# EXTRACT:
Guatemalan troops have detained hundreds of migrants at the country’s border with Honduras as thousands of people, including many families with young children, continued to walk north as part of a caravan hoping to reach the US.
Six hundred migrants were detained at the border on Friday and transferred to immigration authorities on Friday, according to a military spokesman. Guatemalan authorities also returned a further 102 Honduran migrants to Honduras, after the first groups in the caravan set off from San Pedro Sula.
The Red Cross estimates that up to 4,000 people could join the caravan, as Honduras reels from violence and an economy shattered by hurricanes and coronavirus lockdowns.
“We’re suffering from hunger,” said Óscar García as he made his way toward the Guatemala border. The banana plantation worker said his home had been destroyed in November’s hurricanes, and that he was fleeing north hoping to earn enough to send money back to support his mother and his young daughter.
“It’s impossible to live in Honduras. There’s no work, there’s nothing,” he added.
The first migrant caravan of the year comes less than a week before Joe Biden takes office in the US.
While the president-elect has promised a more humane approach to migration, in a departure from Donald Trump’s anti-immigrant policies, Guatemala, Honduras, El Salvador and Mexico are coordinating their own security and public health measures aimed at curtailing irregular migration across the region.

(Saved entries)
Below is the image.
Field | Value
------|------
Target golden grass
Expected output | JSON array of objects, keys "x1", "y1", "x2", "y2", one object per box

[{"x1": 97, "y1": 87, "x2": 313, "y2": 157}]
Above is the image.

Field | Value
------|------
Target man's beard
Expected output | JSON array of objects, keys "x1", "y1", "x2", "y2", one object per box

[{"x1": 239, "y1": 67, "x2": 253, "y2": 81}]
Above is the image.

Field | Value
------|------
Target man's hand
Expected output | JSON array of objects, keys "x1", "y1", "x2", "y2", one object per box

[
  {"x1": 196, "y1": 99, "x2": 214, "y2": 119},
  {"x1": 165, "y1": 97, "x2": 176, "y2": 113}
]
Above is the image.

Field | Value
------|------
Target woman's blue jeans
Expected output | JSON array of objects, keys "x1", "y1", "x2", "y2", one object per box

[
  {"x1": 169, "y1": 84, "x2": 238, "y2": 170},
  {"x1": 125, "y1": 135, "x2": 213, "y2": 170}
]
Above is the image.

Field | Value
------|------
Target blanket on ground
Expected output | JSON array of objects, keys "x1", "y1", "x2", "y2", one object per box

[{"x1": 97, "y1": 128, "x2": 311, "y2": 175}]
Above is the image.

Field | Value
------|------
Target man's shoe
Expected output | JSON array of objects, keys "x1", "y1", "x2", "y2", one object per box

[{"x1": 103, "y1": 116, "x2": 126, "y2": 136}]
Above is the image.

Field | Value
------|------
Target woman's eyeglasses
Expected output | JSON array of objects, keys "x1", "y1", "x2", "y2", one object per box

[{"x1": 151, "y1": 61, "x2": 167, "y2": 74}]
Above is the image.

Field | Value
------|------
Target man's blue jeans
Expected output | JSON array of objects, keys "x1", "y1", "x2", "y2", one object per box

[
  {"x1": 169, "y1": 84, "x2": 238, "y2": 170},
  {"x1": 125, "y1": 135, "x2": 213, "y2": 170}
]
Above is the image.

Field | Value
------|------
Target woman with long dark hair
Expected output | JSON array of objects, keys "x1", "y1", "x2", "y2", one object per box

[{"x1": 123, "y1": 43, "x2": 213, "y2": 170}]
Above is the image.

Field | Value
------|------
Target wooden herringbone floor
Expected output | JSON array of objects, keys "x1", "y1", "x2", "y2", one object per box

# YOUR TASKS:
- A) According to the migrant caravan article, how many Honduran migrants did Guatemalan authorities return to Honduras?
- B) List the countries that the migrant caravan article says are coordinating security and public health measures to curtail irregular migration.
- C) Summarize the migrant caravan article in two sentences.

# TASK-BY-TASK SOLUTIONS:
- A) 102

- B) Guatemala, Honduras, El Salvador and Mexico

- C) Guatemalan troops detained hundreds of migrants at the Honduran border as thousands, including families with young children, walked north in a caravan hoping to reach the US, with the Red Cross estimating up to 4,000 people could join as Honduras reels from violence and an economy shattered by hurricanes and coronavirus lockdowns. The caravan comes less than a week before Joe Biden takes office, and although he has promised a more humane approach to migration, Guatemala, Honduras, El Salvador and Mexico are coordinating measures to curtail irregular migration across the region.